# Source document:
....

BUG #13827: planner chooses more expensive plan than it should - Mailing list pgsql-bugs

From michal.schwarz@gmail.com
Subject BUG #13827: planner chooses more expensive plan than it should
Date
Msg-id 20151218143324.14453.55010@wrigleys.postgresql.org
Whole thread Raw
Responses Re: BUG #13827: planner chooses more expensive plan than it should  (Pavel Stehule <pavel.stehule@gmail.com>)
Re: BUG #13827: planner chooses more expensive plan than it should  (Tom Lane <tgl@sss.pgh.pa.us>)
List pgsql-bugs
The following bug has been logged on the website:

Bug reference:      13827
Logged by:          Michal Schwarz
Email address:      michal.schwarz@gmail.com
PostgreSQL version: 9.2.14
Operating system:   CentOS release 6.5 (Final), x86_64
Description:

Correct behaviour:

=> explain select 1 FROM nakupy_prodeje n, smlouvy s WHERE
n.smlouva_id=s.smlouva_id AND s.osoba_id='900316';
                                                   QUERY PLAN
-----------------------------------------------------------------------------------------------------------------
 Nested Loop  (cost=0.00..18415.76 rows=88 width=0)
   ->  Index Scan using smlouvy_osoba_id on smlouvy s  (cost=0.00..678.38
rows=170 width=4)
         Index Cond: (osoba_id = 900316)
   ->  Index Only Scan using nakupy_prodeje_smlouva_id on nakupy_prodeje n
(cost=0.00..100.99 rows=335 width=4)
         Index Cond: (smlouva_id = s.smlouva_id)
(5 rows)

Total expected cost is 18415 and 88 rows. OK.

Problematic behaviour is when I just add "AND n.datum_realizace is null" to
original WHERE condition. This query should be at least as fast as previous
query, because everything is absolutely the same, and only an ADDITIONAL
condition "AND n.datum_realizace is null" was used.

But PostgreSQL chooses much expensive query plan this time, even when it
could just use plan similar to previous with only additional filtering
applied to original 88 expected rows:

=> explain select 1 FROM nakupy_prodeje n, smlouvy s WHERE
n.smlouva_id=s.smlouva_id AND s.osoba_id='900316' AND n.datum_realizace is
null;
                                                      QUERY PLAN
----------------------------------------------------------------------------------------------------------------------
 Hash Join  (cost=680.51..42187.98 rows=3 width=0)
   Hash Cond: (n.smlouva_id = s.smlouva_id)

....

Dataset entries:
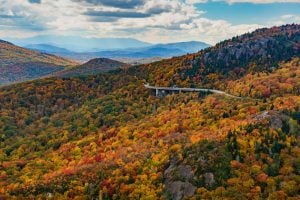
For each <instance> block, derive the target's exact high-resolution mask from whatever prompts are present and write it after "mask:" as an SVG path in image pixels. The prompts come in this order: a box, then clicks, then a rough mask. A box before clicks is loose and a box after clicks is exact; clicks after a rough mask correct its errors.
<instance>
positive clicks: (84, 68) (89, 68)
mask: <svg viewBox="0 0 300 200" xmlns="http://www.w3.org/2000/svg"><path fill="white" fill-rule="evenodd" d="M128 66H129V65H128V64H125V63H122V62H119V61H116V60H111V59H108V58H95V59H92V60H90V61H88V62H87V63H84V64H82V65H79V66H76V67H72V68H71V69H67V70H64V71H60V72H58V73H56V74H55V75H56V76H60V77H71V76H84V75H93V74H99V73H101V72H108V71H111V70H116V69H119V68H124V67H128Z"/></svg>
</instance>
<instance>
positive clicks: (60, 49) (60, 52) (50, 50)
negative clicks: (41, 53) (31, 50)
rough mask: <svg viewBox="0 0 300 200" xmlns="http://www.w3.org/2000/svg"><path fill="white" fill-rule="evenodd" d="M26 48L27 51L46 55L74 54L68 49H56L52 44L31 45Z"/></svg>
mask: <svg viewBox="0 0 300 200" xmlns="http://www.w3.org/2000/svg"><path fill="white" fill-rule="evenodd" d="M24 47H25V48H27V49H31V50H36V51H40V52H44V53H73V52H72V51H70V50H68V49H65V48H60V47H56V46H53V45H50V44H30V45H26V46H24Z"/></svg>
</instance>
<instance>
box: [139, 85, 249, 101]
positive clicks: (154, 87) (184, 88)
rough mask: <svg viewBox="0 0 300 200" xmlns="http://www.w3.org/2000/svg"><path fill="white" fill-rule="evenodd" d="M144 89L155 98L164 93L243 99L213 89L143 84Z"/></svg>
mask: <svg viewBox="0 0 300 200" xmlns="http://www.w3.org/2000/svg"><path fill="white" fill-rule="evenodd" d="M144 87H145V88H147V89H151V90H154V91H155V95H156V96H160V94H161V93H164V92H178V93H180V92H205V93H215V94H220V95H224V96H228V97H231V98H236V99H243V97H238V96H235V95H231V94H228V93H226V92H224V91H221V90H215V89H206V88H179V87H156V86H151V85H149V84H148V83H147V84H144Z"/></svg>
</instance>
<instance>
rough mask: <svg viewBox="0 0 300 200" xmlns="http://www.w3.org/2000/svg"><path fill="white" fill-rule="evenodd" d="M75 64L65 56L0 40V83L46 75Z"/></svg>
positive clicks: (44, 75)
mask: <svg viewBox="0 0 300 200" xmlns="http://www.w3.org/2000/svg"><path fill="white" fill-rule="evenodd" d="M75 64H76V63H75V62H73V61H70V60H67V59H65V58H61V57H58V56H54V55H50V54H46V53H39V52H37V51H32V50H28V49H25V48H22V47H18V46H16V45H14V44H12V43H9V42H6V41H3V40H1V41H0V84H8V83H12V82H20V81H25V80H29V79H35V78H39V77H42V76H47V75H50V74H52V73H54V72H57V71H60V70H63V69H64V68H65V67H66V66H71V65H75Z"/></svg>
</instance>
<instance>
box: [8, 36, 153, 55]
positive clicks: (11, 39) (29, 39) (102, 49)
mask: <svg viewBox="0 0 300 200" xmlns="http://www.w3.org/2000/svg"><path fill="white" fill-rule="evenodd" d="M5 39H6V40H8V41H10V42H12V43H14V44H17V45H19V46H23V47H25V46H28V45H36V44H47V45H52V46H57V47H60V48H65V49H68V50H69V51H73V52H95V51H101V50H109V49H110V50H112V49H124V48H139V47H146V46H150V45H151V44H150V43H146V42H142V41H139V40H136V39H132V38H85V37H80V36H56V35H41V36H35V37H31V38H5Z"/></svg>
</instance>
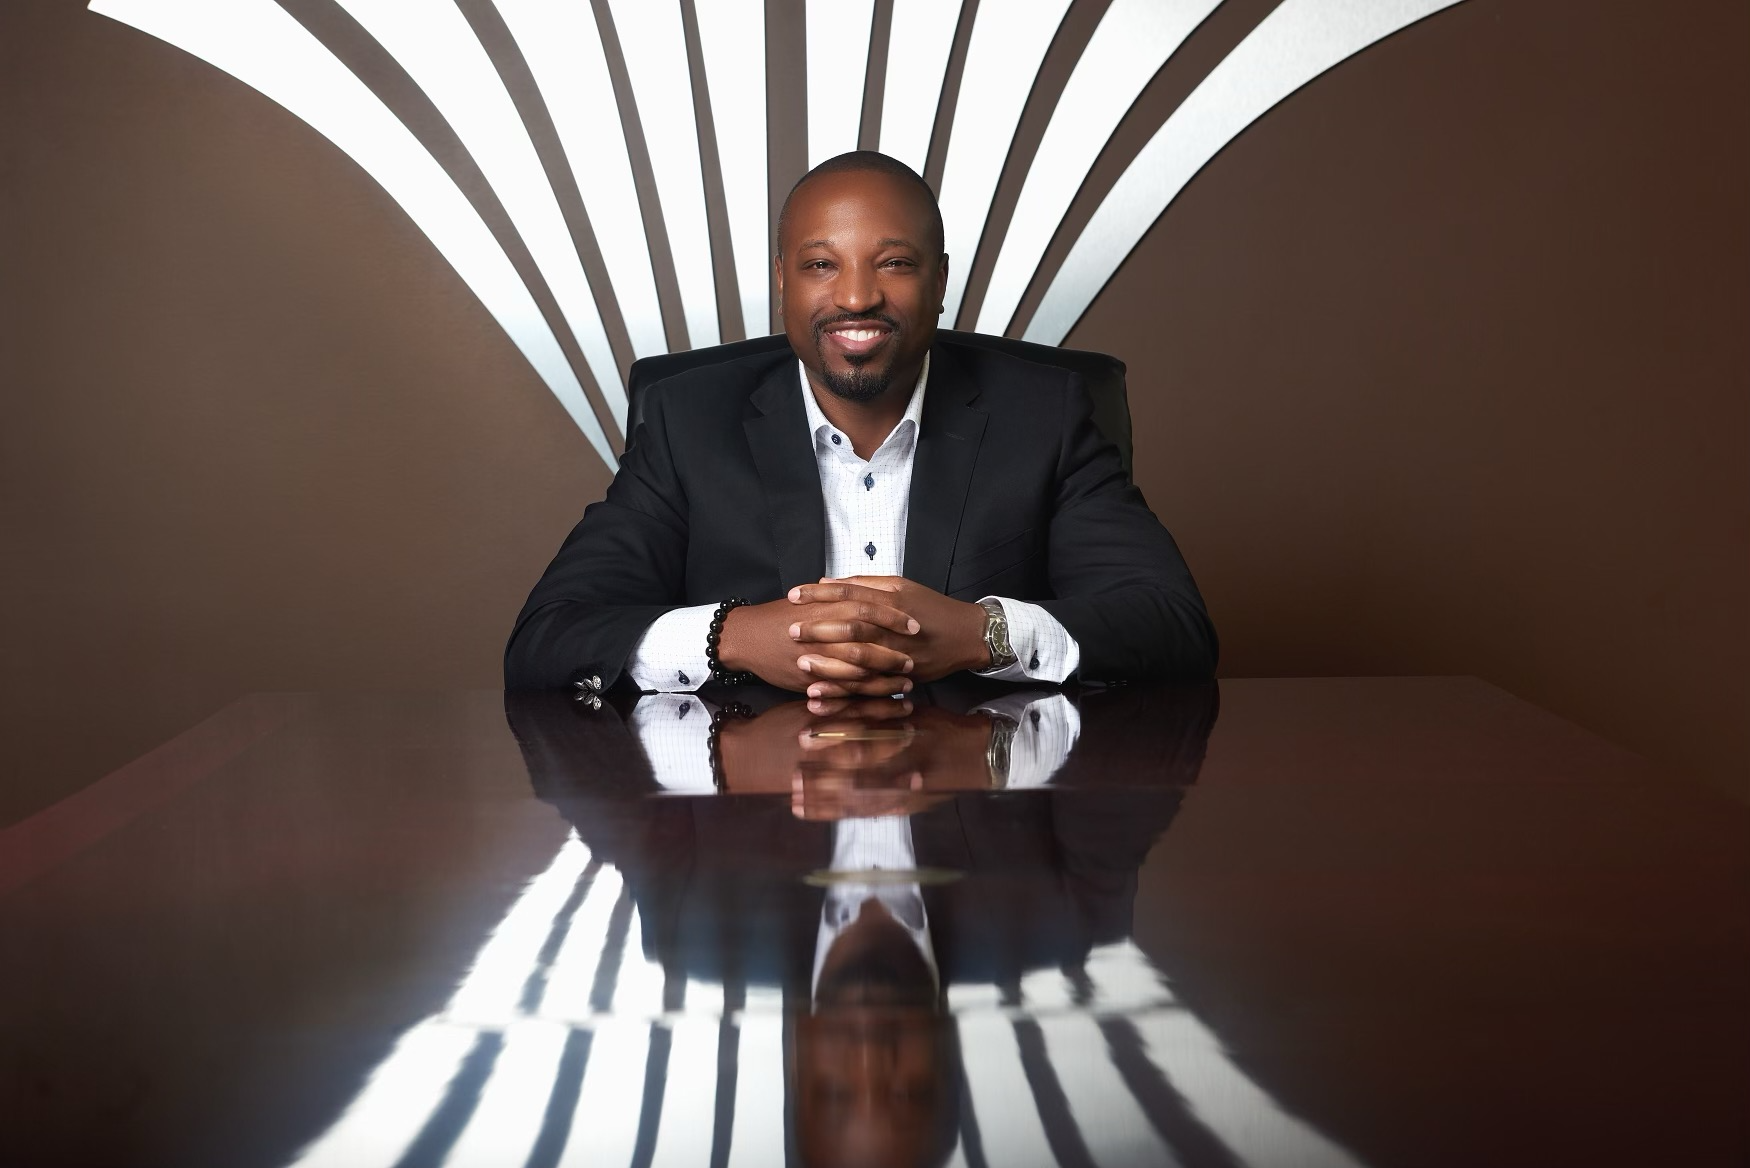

....

# Task details:
From the PostgreSQL bug report, quote everything from "But PostgreSQL chooses" down to "(n.smlouva_id = s.smlouva_id)". Rely only on the bug report text to do this.

# Exercise response:
But PostgreSQL chooses much expensive query plan this time, even when it
could just use plan similar to previous with only additional filtering
applied to original 88 expected rows:

=> explain select 1 FROM nakupy_prodeje n, smlouvy s WHERE
n.smlouva_id=s.smlouva_id AND s.osoba_id='900316' AND n.datum_realizace is
null;
                                                      QUERY PLAN
----------------------------------------------------------------------------------------------------------------------
 Hash Join  (cost=680.51..42187.98 rows=3 width=0)
   Hash Cond: (n.smlouva_id = s.smlouva_id)